• [SOURCE EXCERPT]:

•••••

The software has grown to a beta release version that is capable of processing data stored in B2SHARE and B2DROP. Support for B2SAFE will follow in the remaining time of the project. The GEF is still in development and will only reach its full functionality at the end of the EUDAT 2020 project.


This documentation includes:

  1. The Core Idea: GEF Services
    1. GEF Demo Services and Services for Internal Use
    2. GEF Service Metadata
  2. The GEF Testing Instance
  3. GEF Architecture
  4. Installing the GEF
    1. GEF Server Installation and Deployment
    2. GEF Server Installation from Sources and Deployment
    3. Example Webserver Configuration (Apache Tomcat)
    4. GEF Configuration with config.json
    5. Packaging GEF Source Code for Deployment
  5. GEF User Roles
    1. Superadministrators
    2. Community Administrators
    3. Community Members
    4. General Users
  6. GEF User Interfaces
    1. HTTP API
    2. User Managment API
  7. GEF User Workflows
    1. GEF Service Building Workflow
    2. GEF Service Enactment Workflow

The Core Idea: GEF Services

GEF services are at the core of any scientific workflow supported by the GEF as they encapsulate the tools that are required to perform the data processing. GEF services are based on Docker images that provide a Linux-based transient workspace which can be perceived by users as an encapsulated lightweight Linux operating system running on a temporary file system that only exists while the GEF service is being executed. Communities are asked to familiarize themselves with the Docker technology in so far as to be able to build their own Docker images as Dockerfiles. Dockerfiles consist of the instruction set necessary for Docker image building. Scientific users who wish to employ the GEF are required to upload their Dockerfile to the GEF where the service will be built. The containerization of software tools makes them reusable and mobile since the same Docker image can be instantiated by the GEF at every computation location. Only community administrators are allowed to build new GEF services while community users are restricted to employing them. GEF services can be generated by community administrators by uploading their Dockerfiles through the web user-interface and triggering service building. More details on this can be found in the section GEF Service Building Workflow. The GEF then makes these services available at their deployment location. This will be augmented by a controlled GEF service repository based on DockerHub technology that will function as an exclusive storage for GEF services in the future. Such a repository will increase security by creating a closed system that makes all service images that can be enacted by the GEF completely transparent and open to scrutiny.

GEF Demo Services and Services for Internal Use

In the root of the repository there is a folder called GEF/services which contains several GEF demo services. They are not essential for the system and therefore are not available by default (after the installation process). However, they can help to better understand how to build your own GEF services and how they work. If you want to use those services, you can build them through the web interface (by uploading the corresponding Dockerfiles and image-related files found in the dedicated subdirectories, see GEF Service Building Workflow). The GEF/services directory also contains a folder _internal which holds several Docker images for internal use by the GEF system. When the GEF connects to a Docker server it builds several custom images that are necessary for the system to function properly. Please do not remove them.

•••••

• [DIRECTION 1]:
Print everything from "The software has" down to "Configuration (Apache Tomcat)" in the GEF documentation excerpt.
• [DIRECTION 2]:
In the GEF documentation excerpt, which users are permitted to build new GEF services?
• [DIRECTION 3]:
Carry the GEF documentation excerpt forward, writing on from its final sentence.

•••••

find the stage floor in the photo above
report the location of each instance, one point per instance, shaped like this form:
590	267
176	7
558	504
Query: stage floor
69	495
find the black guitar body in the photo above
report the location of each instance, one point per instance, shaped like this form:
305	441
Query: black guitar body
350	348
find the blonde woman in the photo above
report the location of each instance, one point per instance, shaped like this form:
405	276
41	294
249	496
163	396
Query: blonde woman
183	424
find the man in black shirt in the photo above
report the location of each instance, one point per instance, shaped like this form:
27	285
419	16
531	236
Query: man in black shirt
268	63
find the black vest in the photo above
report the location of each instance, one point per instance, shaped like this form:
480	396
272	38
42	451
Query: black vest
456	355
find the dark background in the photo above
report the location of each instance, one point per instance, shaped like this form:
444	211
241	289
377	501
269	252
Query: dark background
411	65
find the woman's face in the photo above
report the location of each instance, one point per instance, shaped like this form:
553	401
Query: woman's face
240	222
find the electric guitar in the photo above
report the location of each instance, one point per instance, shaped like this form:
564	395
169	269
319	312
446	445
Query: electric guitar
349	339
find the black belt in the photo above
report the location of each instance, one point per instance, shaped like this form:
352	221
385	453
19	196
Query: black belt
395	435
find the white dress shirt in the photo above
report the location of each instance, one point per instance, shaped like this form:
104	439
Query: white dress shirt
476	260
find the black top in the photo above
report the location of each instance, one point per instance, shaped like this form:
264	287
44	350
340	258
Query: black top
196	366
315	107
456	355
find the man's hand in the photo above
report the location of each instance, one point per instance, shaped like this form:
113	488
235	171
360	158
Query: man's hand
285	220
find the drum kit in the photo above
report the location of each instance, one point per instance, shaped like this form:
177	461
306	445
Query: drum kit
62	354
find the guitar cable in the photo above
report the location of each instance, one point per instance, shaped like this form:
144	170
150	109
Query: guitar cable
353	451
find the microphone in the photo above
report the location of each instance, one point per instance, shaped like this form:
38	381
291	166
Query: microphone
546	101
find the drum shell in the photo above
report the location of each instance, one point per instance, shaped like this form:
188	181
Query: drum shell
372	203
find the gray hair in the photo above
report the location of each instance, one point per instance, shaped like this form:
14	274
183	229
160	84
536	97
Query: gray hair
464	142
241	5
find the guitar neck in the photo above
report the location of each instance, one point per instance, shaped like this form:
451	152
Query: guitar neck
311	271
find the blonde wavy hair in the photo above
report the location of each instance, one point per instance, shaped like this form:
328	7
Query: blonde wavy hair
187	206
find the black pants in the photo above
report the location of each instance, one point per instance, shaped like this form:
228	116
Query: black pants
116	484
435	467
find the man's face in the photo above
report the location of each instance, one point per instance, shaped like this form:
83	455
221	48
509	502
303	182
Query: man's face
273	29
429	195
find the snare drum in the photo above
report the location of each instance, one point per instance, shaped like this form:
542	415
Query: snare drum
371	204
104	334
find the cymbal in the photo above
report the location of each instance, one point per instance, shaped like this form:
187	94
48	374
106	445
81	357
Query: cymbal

•••••

• [EXERCISE RESPONSE 1]:
The software has grown to a beta release version that is capable of processing data stored in B2SHARE and B2DROP. Support for B2SAFE will follow in the remaining time of the project. The GEF is still in development and will only reach its full functionality at the end of the EUDAT 2020 project.


This documentation includes:

  1. The Core Idea: GEF Services
    1. GEF Demo Services and Services for Internal Use
    2. GEF Service Metadata
  2. The GEF Testing Instance
  3. GEF Architecture
  4. Installing the GEF
    1. GEF Server Installation and Deployment
    2. GEF Server Installation from Sources and Deployment
    3. Example Webserver Configuration (Apache Tomcat)

• [EXERCISE RESPONSE 2]:
Only community administrators are allowed to build new GEF services.

• [EXERCISE RESPONSE 3]:
GEF Service Metadata

Every Docker image needs to be labeled in a specific way to function as a GEF service. Labelling images fills certain metadata fields attached to a Docker image and is currently done by the GEF development team as the number of GEF services is still manageable, but will also become a responsibility of our scientific communities in the future as the number of GEF services grows. For the upcoming beta release of the GEF, so far we have opted for a collection of labels that we will illustrate with the Stanford Parser example service found on the testing instance. We aim for a standardisation of metadata fields until the end of the project. These are the label instructions that annotate the Stanford Parser GEF service taken from the corresponding Dockerfile in GEF/services/stanford-parser:

LABEL "eudat.gef.service.name"="Stanford Parser for English"
LABEL "eudat.gef.service.description"="Parses a given text and produces constituency and dependency trees for each sentence"
LABEL "eudat.gef.service.version"="1.0"
LABEL "eudat.gef.service.input.1.name"="Input Directory"
LABEL "eudat.gef.service.input.1.path"="/root/input"
LABEL "eudat.gef.service.output.1.name"="Output Directory"
LABEL "eudat.gef.service.output.1.path"="/root/output"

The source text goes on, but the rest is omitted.